◆ Text for analysis ◆
BioJulia / BioSequences.jl

Biological sequences for the julia language
http://biojulia.dev/BioSequences.jl
MIT License
152 stars 48 forks source link

Document BioSequence interface(s) #328

Open kescobo opened 3 hours ago

kescobo commented 3 hours ago

Thought about this due to this comment from #322

This commit adds new methods for findnext and findprev for SeqOrView with known alphabets,...

It's only implemented for known alphabets because new alphabets may overload == in surprising ways, which makes the bitparallel ops invalid.

Possibly related to #296 and #140 ?

I know we've had this conversation before, but couldn't find it in issues - on the one hand, it would be cool if it were possible for people to come up with their own alphabets and be able to take advantage of all of these optimizations. On the other hand, I can't really think of what those alternative alphabets might be, and if someone is advanced enough to want them, maybe they can figure it out.

On the third hand :octopus:, it might make it more feasible for others to provide package maintenance if all of this stuff is better documented, even if no extensions are desired. I am mindful of your development time though @jakobnissen, and I know documentation is often a low priority (you do a great job prioritizing it for user-facing stuff).

jakobnissen commented 3 hours ago

One common type of alphabet is reduced amino acid alphabets. E.g. leucine and isoleucine (and other, similar pairs) can be collapsed to the same symbol, such that it fits in fewer bits to save memory. Yes, I agree this is a good idea! :+1: I think most of this package is written in a pretty generic manner, so it should be relatively easy.

◆ Assignment A ◆
Render this sentence from the BioSequences.jl issue thread in Spanish: "One common type of alphabet is reduced amino acid alphabets."
◆ Assignment B ◆
Reproduce the passage of the BioSequences.jl issue thread, starting with "It's only implemented" and going on through "#296 and #140 ?".
Nothing in the records matters for the work here.

◆ The data ◆
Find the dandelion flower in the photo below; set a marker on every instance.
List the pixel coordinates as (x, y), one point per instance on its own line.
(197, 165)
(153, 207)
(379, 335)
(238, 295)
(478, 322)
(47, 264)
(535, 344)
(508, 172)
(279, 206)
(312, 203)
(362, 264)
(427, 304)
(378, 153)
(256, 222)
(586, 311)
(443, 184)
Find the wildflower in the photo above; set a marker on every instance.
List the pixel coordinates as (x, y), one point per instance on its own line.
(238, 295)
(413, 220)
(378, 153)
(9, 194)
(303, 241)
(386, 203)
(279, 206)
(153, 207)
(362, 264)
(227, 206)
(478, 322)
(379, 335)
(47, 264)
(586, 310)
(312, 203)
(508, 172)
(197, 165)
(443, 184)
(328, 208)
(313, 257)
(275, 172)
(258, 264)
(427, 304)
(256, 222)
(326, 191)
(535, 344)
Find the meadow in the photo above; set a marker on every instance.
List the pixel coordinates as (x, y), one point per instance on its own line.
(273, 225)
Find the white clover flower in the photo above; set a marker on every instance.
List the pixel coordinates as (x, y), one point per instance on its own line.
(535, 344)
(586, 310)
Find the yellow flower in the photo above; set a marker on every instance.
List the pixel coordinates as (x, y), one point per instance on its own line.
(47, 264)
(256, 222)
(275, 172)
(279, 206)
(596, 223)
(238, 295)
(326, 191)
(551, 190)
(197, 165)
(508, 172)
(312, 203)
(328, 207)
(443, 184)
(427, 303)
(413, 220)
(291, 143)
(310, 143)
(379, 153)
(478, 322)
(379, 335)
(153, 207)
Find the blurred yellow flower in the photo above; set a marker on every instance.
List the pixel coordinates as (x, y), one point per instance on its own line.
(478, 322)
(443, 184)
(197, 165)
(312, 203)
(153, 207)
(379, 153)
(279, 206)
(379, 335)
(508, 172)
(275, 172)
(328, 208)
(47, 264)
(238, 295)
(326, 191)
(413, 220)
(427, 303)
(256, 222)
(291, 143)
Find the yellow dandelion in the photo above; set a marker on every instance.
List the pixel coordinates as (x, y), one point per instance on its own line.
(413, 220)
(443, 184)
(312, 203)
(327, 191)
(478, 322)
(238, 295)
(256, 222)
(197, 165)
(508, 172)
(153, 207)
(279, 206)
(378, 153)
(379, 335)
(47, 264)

◆ Your solution A ◆
Un tipo común de alfabeto son los alfabetos de aminoácidos reducidos.

◆ Your solution B ◆
It's only implemented for known alphabets because new alphabets may overload == in surprising ways, which makes the bitparallel ops invalid.

Possibly related to #296 and #140 ?